Task requirements:
**A)** Condense the paragraph beginning "We want to be part of something greater" in the post on Yom haZikaron and Yom haAtzmaut, keeping its main points.
**B)** Pick up the post on Yom haZikaron and Yom haAtzmaut after its final line and write what comes next.

Passage provided:
┌──
Tuesday, April 20, 2010

Yom haZikaron, Yom haAtzmaut, and something larger than ourselves

I always cry on Yom haZikaron [Israel's Memorial Day], and this year was no exception as I listened to Cheryl Mandel, mother of Daniel Mandel z"l, speak at our local commemoration.

I am always moved to joy on Yom haAtzmaut [Israel's Independence Day], and this year was no exception to that, either.

But I did learn something new this year. I think I now understand a little bit more than before about why these days grab at me so, why aliyah grabs at me so, and even why the rabbinate grabs at me so.

Rabbi Dr. Abraham Twerski talks about how people harbor a hunger to give of themselves to others, to be more than just a machine that eats and sleeps and takes care of a myriad physical functions today in order to do them again tomorrow. (Or maybe he doesn’t talk about that, and it’s just what I’ve made up, hallucinating he said it. But it rings true regardless.)

We want to be part of something greater than our own small survival, and the feeling grows as we age and realize just how inevitably doomed that small survival is. It's a feeling that inspires people to build families, to volunteer for organizations, to give philanthropically, and so on. It's what some people call a 'search for meaning.'

I feel that. I get seriously depressed when I think about a self-centered existence, my own as well as that of others. It’s so… futile.
└──
Excerpted records:
┌──
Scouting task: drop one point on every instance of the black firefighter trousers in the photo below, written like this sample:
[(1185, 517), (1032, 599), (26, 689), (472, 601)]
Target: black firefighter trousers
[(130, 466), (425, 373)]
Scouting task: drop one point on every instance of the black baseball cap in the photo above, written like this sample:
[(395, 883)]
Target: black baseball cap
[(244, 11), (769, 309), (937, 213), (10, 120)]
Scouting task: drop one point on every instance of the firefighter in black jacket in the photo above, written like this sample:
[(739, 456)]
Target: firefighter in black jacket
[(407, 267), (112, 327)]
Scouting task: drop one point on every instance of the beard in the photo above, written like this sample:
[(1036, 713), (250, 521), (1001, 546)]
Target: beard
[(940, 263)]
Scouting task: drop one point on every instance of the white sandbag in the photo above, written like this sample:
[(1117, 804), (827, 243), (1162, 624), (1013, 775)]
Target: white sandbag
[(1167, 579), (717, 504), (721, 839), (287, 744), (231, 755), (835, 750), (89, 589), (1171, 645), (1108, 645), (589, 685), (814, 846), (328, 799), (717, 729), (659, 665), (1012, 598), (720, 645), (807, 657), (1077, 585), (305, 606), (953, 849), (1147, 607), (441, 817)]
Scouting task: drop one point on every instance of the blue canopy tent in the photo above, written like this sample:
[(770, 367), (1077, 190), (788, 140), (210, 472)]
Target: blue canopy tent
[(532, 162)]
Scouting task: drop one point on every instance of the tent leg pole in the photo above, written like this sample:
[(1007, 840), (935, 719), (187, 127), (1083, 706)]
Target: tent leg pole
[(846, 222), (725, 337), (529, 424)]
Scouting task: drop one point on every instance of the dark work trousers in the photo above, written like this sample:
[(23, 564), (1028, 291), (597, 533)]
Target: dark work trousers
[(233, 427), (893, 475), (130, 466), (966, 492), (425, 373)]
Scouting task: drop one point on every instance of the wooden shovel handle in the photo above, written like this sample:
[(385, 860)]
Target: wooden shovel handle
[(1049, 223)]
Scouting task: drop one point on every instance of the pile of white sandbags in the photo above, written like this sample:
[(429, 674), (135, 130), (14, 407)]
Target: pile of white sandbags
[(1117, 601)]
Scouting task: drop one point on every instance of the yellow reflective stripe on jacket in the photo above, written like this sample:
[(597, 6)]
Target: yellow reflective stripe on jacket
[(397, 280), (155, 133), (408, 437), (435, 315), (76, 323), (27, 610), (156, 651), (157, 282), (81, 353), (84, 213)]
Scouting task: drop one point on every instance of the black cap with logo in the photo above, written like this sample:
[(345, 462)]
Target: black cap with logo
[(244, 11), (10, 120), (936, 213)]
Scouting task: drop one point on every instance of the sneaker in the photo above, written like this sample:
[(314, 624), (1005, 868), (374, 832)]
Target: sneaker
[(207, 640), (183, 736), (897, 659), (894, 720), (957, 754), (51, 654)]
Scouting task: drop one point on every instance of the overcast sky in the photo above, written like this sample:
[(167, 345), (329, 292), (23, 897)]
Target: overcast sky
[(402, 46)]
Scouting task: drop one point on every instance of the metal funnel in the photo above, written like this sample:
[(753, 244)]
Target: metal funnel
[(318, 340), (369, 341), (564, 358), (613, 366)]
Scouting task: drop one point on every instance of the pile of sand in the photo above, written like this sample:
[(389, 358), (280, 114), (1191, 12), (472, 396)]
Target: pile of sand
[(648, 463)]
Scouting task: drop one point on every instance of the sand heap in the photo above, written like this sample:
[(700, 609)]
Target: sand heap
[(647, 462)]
└──
Expected results:
**A)** We want to belong to something larger than our own survival, and that desire grows with age as we see how doomed that survival is. It leads people to build families, volunteer for organizations and give philanthropically. Some call it a "search for meaning."

**B)**
I think that’s one of the major reasons I went for the rabbinate, to be a crucial part of families and a community, something greater than myself.

And I think that’s one of the major reasons why aliyah calls to me: the desire to be part of that ambitious enterprise, the return of our people to our home.

I know the feeling of “part of something greater” wears off pretty quickly for an oleh as he gets cut by another "part of something greater" on a long line, or deals with the bureaucracy of "something greater" in an office, and so on, but I’m on the other end right now, and from here the idea of being part of this nation Israel is very attractive.

It tugs at me on Yom haZikaron, and Yom haAtzmaut. I am jealous; I want to be part of that greater entity, with all of the pain that it brings, as well as the celebration, the crying as well as the joy and dancing.

Oh, but these days are a great antidote for my inner cynic.


  1. The gift of the jews-thomas cahill

    The Gifts of the Jews reveals the critical change that made western civilization possible. Within the matrix of ancient religions and philosophies, life was seen as part of an endless cycle of birth and death; time was like a wheel, spinning ceaselessly. Yet somehow, the ancient Jews began to see time differently. For them, time had a beginning and an end; it was a narrative, whose triumphant conclusion would come in the future

    Joel Rich

  2. I have it on god authority that Ariel in Israel is looking for a new Chief Rabbi. There should also be room for your kollel...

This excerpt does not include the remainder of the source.